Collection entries
==============================

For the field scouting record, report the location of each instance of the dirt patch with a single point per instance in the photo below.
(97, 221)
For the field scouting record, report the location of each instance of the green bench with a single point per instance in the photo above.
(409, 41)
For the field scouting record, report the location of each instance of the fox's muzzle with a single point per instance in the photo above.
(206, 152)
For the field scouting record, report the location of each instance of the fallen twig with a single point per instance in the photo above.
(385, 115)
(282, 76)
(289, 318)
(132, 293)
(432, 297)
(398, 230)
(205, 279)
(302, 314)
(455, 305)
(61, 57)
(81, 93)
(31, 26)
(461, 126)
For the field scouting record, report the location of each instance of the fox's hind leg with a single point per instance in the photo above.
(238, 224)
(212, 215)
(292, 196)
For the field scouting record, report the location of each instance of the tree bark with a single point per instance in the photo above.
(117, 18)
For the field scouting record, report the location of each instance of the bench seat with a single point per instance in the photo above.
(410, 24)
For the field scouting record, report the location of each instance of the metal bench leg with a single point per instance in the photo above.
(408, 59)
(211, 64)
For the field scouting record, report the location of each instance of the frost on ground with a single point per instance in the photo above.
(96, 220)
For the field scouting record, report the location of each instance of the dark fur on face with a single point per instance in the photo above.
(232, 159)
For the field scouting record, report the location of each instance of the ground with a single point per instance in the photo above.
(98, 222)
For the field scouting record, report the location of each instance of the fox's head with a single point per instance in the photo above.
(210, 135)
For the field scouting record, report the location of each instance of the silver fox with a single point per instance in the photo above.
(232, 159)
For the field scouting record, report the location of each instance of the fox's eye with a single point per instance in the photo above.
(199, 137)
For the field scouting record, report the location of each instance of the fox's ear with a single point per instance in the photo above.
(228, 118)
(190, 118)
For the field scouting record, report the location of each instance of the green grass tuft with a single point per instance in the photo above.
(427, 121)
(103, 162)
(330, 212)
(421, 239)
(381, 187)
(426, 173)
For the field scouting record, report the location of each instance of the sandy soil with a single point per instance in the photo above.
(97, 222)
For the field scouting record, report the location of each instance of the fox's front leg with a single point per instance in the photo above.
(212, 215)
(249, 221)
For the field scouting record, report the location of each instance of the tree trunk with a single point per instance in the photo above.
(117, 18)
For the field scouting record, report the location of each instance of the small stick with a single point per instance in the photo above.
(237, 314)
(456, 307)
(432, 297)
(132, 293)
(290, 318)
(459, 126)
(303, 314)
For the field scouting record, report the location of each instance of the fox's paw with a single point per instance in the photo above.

==============================

== Job ==
Extract the listing in its entirety, matching it exactly.

== Output ==
For the field scouting record, report the location of each instance of the dirt patch with a single point per instance in the photo below.
(97, 221)
For the field scouting record, report the location of each instance of the green bench with a single point per instance in the photo above.
(409, 41)
For the field scouting record, report the location of each instance of the fox's muzzle with a single point per instance in the photo above.
(206, 152)
For the field scouting record, report the location of each instance of the fallen twig with a single point per instance in the photo above.
(385, 115)
(282, 76)
(289, 318)
(132, 293)
(432, 297)
(398, 230)
(205, 279)
(302, 314)
(455, 305)
(61, 57)
(81, 93)
(31, 26)
(461, 126)
For the field scouting record, report the location of each instance of the fox's hind leg with a single point per instance in the photo above.
(238, 224)
(212, 215)
(292, 196)
For the field scouting record, report the location of each instance of the tree bark with a single point per instance in the photo above.
(117, 18)
For the field scouting record, report the location of each instance of the bench seat with a single point per instance in the photo above.
(410, 24)
For the field scouting record, report the location of each instance of the metal bench leg with a single point per instance in the photo above.
(408, 59)
(211, 64)
For the field scouting record, report the location of each instance of the frost on ground with a single point per instance in the photo above.
(96, 220)
For the field scouting record, report the location of each instance of the dark fur on face with a single point per instance in the photo above.
(232, 159)
For the field scouting record, report the location of each instance of the ground with a single point per instance in the photo above.
(98, 222)
For the field scouting record, report the location of each instance of the fox's head with a single point per instance in the photo above.
(210, 135)
For the field scouting record, report the location of each instance of the silver fox with a single point per instance in the photo above.
(232, 159)
For the field scouting record, report the location of each instance of the fox's eye with a single point per instance in the photo above.
(199, 137)
For the field scouting record, report the location of each instance of the fox's ear with a single point per instance in the photo above.
(228, 118)
(190, 118)
For the field scouting record, report the location of each instance of the green grass tuft with a single point per instance in the photo above.
(427, 121)
(103, 162)
(330, 212)
(421, 239)
(381, 187)
(426, 173)
For the field scouting record, report the location of each instance of the sandy soil with a single point per instance in the photo above.
(97, 222)
For the field scouting record, report the location of each instance of the fox's front leg with a single point per instance in the photo above.
(212, 215)
(249, 221)
For the field scouting record, report the location of each instance of the tree trunk with a single point per instance in the photo above.
(117, 18)
For the field scouting record, report the location of each instance of the small stick with a single point per instance in the photo above.
(237, 314)
(456, 307)
(432, 297)
(132, 293)
(290, 318)
(459, 126)
(303, 314)
For the field scouting record, report the location of each instance of the fox's paw with a single point per instance in the photo above.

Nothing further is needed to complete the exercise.